Image point grounding data:
+ + + + +
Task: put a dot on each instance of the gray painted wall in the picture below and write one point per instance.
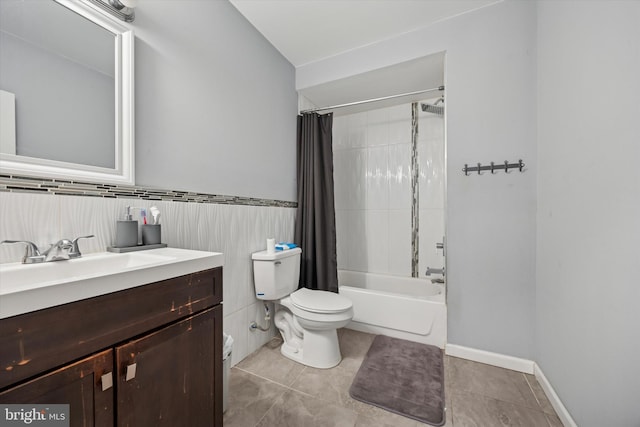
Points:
(588, 269)
(490, 100)
(216, 103)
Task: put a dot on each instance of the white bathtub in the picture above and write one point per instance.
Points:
(401, 307)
+ + + + +
* _EXERCISE PROMPT_
Copy out every line of the data that includes "instance".

* _ANSWER SECTION_
Task: put a dot on each instance of the gray painted wall in the picture below and write one point per instance.
Task: put a dot on each instance of the white bathtub in the picture above and write one point per instance.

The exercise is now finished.